Source passage:
Product Rule and Differentiation with logarithms

60 Views Asked by At

I'm currently trying to understand the math in this paper Xu et al. (Neural Image Caption Generation with Visual Attention).

From the paper:

There is an objective function $L_s$ which is a variational lower bound on the marginal log-likelihood $p(y|a)$

\begin{align*} L_s = \sum_s p(s|a) log[ p(y|s,a)] \leq log [\sum_s p(s|a)p(y|s,a)] = log [p(y|a)] \end{align*}

The objective is to derive parameters W by optimising $L_s$

\begin{align*} \frac{\partial L_s}{\partial W} = \sum_s p(s|a)\left[ \frac{\partial log[p(y|s,a)]}{\partial W} + log[p(y|s,a)] \frac{\partial log[p(s|a)]}{\partial W} \right] \end{align*}

I found an answer (2) which explains how to form the variational lower bound on the marginal log-likelihood p(y|a):

From (2): \begin{align*} \frac{\partial}{\partial W}L_s &= \sum_s \frac{\partial p(s|a)}{\partial W}\log p(y | s , a) + p(s|a) \frac{\partial p(y | s ,a)}{\partial W} \\ &= \sum_s \left( p(s | a)\frac{\partial \log p(s|a)}{\partial W} \right)\log p(y|s , a) + p(s |a)\frac{\partial \log p(y |s,a)}{\partial W} \\ &= \sum_s p(s|a) \left[ \frac{\partial \log p(s|a)}{\partial W}\log p(y| s,a) + \frac{\partial \log p(y| s, a )}{\partial W} \right] \end{align*}

I don't understand how the derivative is formed. From my understanding, finding the derivative of $Ls$ using the product rule:

\begin{align*} f &= p(s|a) \\ f' &= \frac{\partial p(s|a)}{\partial W} \\ \\ g &= \log p(y| s, a )\\ \end{align*}

Why is the derivative of g this:

\begin{align*} g' &= \frac{\partial p(y| s, a )}{\partial W} \end{align*}

and not this:

\begin{align*} g' &= \frac{1}{p(y| s, a )} \frac{\partial p(y| s, a )}{\partial W} \end{align*}

Secondly, the transition from the first line of the derivative to the second. When the first term gets multiplied by the log it ends up with $p(s|a)$ out front: \begin{align*} p(s|a) \frac{\partial \log p(s|a)}{\partial W} \end{align*}

Whereas the second term only gets a log introduced: \begin{align*} \frac{\partial \log p(y |s,a)}{\partial W} \end{align*}

Why is this?

Thanks!

Provided records:
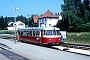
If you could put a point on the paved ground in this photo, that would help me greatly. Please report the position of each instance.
(33, 52)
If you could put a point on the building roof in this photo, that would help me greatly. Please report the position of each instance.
(45, 15)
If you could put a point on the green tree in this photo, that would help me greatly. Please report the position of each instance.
(22, 19)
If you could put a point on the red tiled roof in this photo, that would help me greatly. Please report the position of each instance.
(47, 14)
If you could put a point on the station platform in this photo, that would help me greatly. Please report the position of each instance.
(39, 53)
(15, 47)
(73, 50)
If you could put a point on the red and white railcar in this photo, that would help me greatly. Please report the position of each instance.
(41, 35)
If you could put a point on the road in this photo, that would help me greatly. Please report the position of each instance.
(41, 53)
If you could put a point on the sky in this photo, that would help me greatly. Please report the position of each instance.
(29, 7)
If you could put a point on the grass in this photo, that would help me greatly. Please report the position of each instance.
(82, 37)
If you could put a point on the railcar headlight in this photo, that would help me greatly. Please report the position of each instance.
(59, 39)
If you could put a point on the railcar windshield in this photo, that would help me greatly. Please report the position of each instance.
(53, 32)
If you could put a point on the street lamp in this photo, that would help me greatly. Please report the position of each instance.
(15, 25)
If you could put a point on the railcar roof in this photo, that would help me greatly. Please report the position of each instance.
(40, 28)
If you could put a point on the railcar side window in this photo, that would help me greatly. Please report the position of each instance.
(33, 33)
(49, 32)
(30, 33)
(37, 33)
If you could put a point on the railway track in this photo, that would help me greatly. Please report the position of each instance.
(76, 46)
(8, 55)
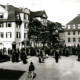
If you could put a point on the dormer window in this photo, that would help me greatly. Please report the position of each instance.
(1, 15)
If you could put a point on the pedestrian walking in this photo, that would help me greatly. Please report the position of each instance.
(57, 55)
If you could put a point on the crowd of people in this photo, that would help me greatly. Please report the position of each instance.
(15, 55)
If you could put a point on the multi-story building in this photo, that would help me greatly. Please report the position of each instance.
(13, 26)
(72, 32)
(41, 16)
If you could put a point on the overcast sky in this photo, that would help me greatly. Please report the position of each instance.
(61, 11)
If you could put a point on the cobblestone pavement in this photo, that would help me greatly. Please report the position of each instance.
(68, 68)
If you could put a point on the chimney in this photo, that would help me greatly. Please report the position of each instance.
(6, 7)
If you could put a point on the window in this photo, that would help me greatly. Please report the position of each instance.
(73, 32)
(26, 25)
(8, 24)
(78, 39)
(17, 25)
(79, 25)
(18, 16)
(69, 40)
(1, 25)
(1, 34)
(78, 32)
(26, 16)
(68, 27)
(74, 40)
(68, 33)
(25, 35)
(8, 35)
(18, 35)
(1, 15)
(73, 25)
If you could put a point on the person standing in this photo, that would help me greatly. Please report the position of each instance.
(57, 55)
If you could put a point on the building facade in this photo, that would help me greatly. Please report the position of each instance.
(41, 16)
(72, 32)
(13, 26)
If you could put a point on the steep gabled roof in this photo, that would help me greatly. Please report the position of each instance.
(38, 14)
(11, 8)
(76, 20)
(11, 13)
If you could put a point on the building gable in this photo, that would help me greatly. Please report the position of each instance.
(2, 10)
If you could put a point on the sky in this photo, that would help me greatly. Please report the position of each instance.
(61, 11)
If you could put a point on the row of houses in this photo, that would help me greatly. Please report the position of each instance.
(14, 26)
(14, 23)
(72, 32)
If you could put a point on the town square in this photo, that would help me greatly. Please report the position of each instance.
(40, 40)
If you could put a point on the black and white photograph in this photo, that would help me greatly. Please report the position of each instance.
(39, 39)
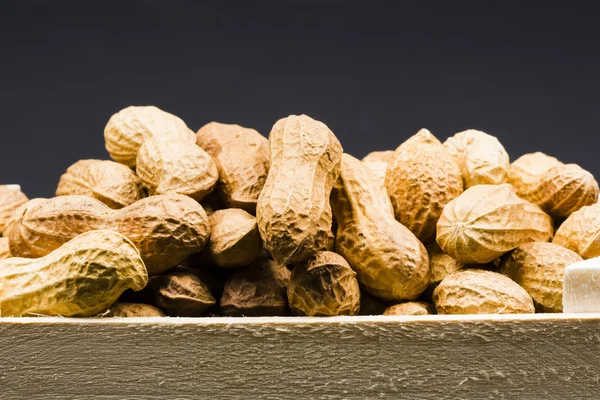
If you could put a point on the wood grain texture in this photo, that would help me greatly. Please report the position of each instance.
(425, 357)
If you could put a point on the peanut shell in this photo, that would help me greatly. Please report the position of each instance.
(242, 159)
(480, 157)
(487, 221)
(293, 212)
(128, 129)
(168, 165)
(390, 262)
(257, 291)
(112, 183)
(475, 291)
(581, 232)
(539, 268)
(166, 229)
(324, 285)
(81, 278)
(421, 180)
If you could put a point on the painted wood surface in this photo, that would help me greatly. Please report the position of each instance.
(430, 357)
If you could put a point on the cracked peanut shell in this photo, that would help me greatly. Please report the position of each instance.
(480, 157)
(81, 278)
(539, 268)
(581, 232)
(260, 290)
(487, 221)
(242, 159)
(421, 180)
(390, 262)
(476, 291)
(324, 285)
(166, 229)
(128, 129)
(168, 165)
(293, 211)
(112, 183)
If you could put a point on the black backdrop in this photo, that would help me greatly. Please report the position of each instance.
(374, 71)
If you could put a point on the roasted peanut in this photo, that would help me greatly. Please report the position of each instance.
(293, 212)
(81, 278)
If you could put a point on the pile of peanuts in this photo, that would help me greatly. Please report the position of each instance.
(225, 222)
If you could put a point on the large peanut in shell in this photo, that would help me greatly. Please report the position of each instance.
(581, 232)
(11, 198)
(166, 229)
(242, 159)
(564, 189)
(487, 221)
(481, 158)
(112, 183)
(390, 262)
(81, 278)
(475, 291)
(539, 268)
(525, 173)
(293, 212)
(168, 165)
(421, 180)
(128, 129)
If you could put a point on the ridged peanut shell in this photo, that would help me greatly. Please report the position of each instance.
(525, 173)
(581, 232)
(410, 308)
(242, 159)
(234, 239)
(112, 183)
(421, 180)
(324, 285)
(390, 262)
(257, 291)
(134, 310)
(128, 129)
(564, 189)
(173, 166)
(293, 211)
(11, 198)
(481, 158)
(539, 268)
(487, 221)
(166, 229)
(476, 291)
(81, 278)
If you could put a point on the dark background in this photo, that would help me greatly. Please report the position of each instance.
(375, 72)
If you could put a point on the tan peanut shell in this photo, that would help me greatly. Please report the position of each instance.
(487, 221)
(324, 285)
(81, 278)
(234, 239)
(539, 268)
(480, 157)
(564, 189)
(390, 262)
(476, 291)
(293, 212)
(421, 180)
(257, 291)
(410, 308)
(134, 310)
(581, 232)
(525, 173)
(166, 229)
(128, 129)
(11, 198)
(242, 159)
(168, 165)
(112, 183)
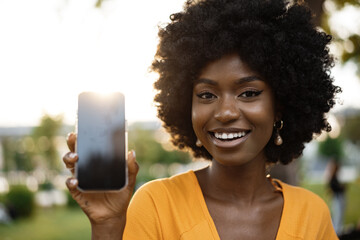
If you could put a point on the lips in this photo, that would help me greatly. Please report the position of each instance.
(228, 138)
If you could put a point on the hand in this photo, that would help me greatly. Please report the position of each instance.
(103, 209)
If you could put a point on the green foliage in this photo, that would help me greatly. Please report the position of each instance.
(351, 128)
(44, 137)
(55, 224)
(349, 45)
(153, 158)
(332, 148)
(20, 201)
(150, 151)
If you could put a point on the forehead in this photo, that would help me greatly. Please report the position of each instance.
(229, 65)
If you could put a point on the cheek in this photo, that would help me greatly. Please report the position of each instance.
(262, 116)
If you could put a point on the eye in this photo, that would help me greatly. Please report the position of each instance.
(206, 95)
(250, 93)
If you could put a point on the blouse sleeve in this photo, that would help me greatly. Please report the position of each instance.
(327, 232)
(142, 219)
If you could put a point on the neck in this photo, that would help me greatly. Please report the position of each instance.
(246, 183)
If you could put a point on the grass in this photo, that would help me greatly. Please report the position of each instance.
(72, 224)
(352, 212)
(56, 224)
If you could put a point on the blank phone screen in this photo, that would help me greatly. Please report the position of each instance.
(101, 142)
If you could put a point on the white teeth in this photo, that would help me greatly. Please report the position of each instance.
(229, 135)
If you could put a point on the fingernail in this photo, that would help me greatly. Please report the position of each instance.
(68, 136)
(73, 181)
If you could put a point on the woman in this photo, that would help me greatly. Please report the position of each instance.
(244, 84)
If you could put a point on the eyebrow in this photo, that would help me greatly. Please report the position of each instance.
(238, 81)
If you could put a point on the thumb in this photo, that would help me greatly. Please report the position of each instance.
(133, 169)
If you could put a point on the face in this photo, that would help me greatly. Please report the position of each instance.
(233, 111)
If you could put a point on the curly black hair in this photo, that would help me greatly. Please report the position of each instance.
(275, 38)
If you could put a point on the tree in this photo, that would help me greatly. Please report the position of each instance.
(332, 148)
(44, 137)
(348, 44)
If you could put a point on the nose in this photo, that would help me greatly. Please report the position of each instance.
(227, 111)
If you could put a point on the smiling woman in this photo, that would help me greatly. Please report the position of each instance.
(244, 84)
(229, 99)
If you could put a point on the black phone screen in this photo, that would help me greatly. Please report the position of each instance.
(101, 142)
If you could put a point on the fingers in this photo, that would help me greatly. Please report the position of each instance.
(72, 184)
(70, 159)
(133, 169)
(71, 140)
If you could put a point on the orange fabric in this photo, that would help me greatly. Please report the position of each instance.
(174, 208)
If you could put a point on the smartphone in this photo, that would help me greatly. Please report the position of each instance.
(101, 142)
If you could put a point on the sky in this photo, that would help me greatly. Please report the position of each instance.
(51, 50)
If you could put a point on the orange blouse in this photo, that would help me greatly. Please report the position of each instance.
(174, 208)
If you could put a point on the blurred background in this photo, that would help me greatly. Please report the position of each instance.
(51, 50)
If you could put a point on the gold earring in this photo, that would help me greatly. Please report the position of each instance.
(278, 140)
(198, 143)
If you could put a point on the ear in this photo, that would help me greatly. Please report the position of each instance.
(278, 116)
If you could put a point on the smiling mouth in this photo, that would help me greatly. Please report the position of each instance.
(229, 136)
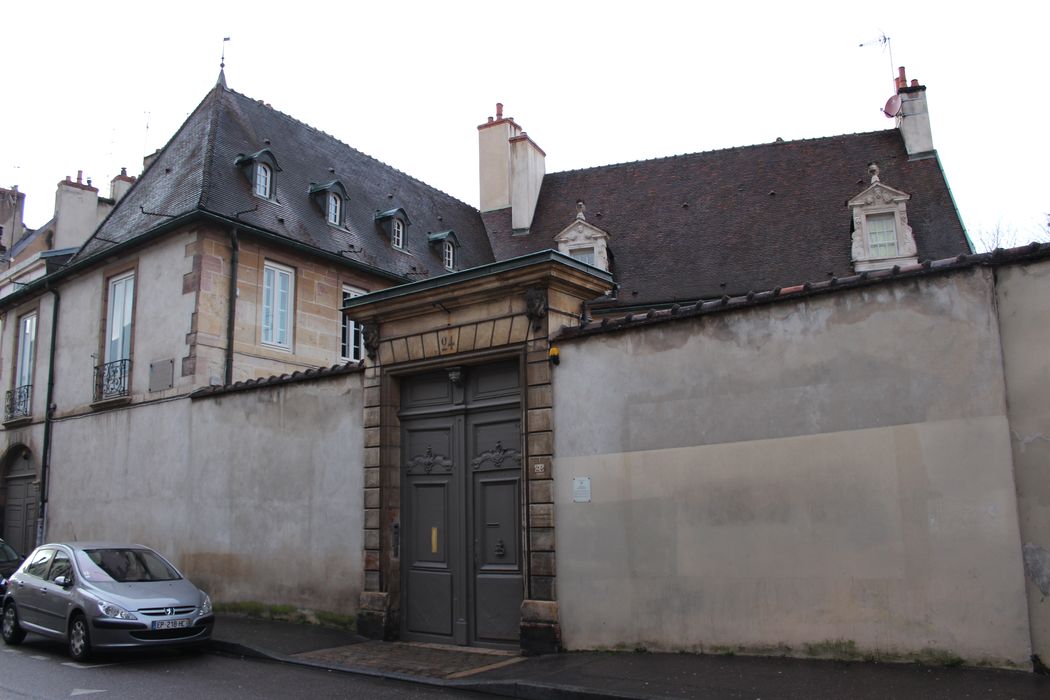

Work to complete:
(1) Set down everything in the product rule post from "Why is the derivative" down to "Why is this?", copying the words unchanged.
(2) In the product rule post, which paper is the asker trying to understand the math of?

Full answers:
(1)
Why is the derivative of g this:

\begin{align*} g' &= \frac{\partial p(y| s, a )}{\partial W} \end{align*}

and not this:

\begin{align*} g' &= \frac{1}{p(y| s, a )} \frac{\partial p(y| s, a )}{\partial W} \end{align*}

Secondly, the transition from the first line of the derivative to the second. When the first term gets multiplied by the log it ends up with $p(s|a)$ out front: \begin{align*} p(s|a) \frac{\partial \log p(s|a)}{\partial W} \end{align*}

Whereas the second term only gets a log introduced: \begin{align*} \frac{\partial \log p(y |s,a)}{\partial W} \end{align*}

Why is this?

(2) Xu et al., Neural Image Caption Generation with Visual Attention.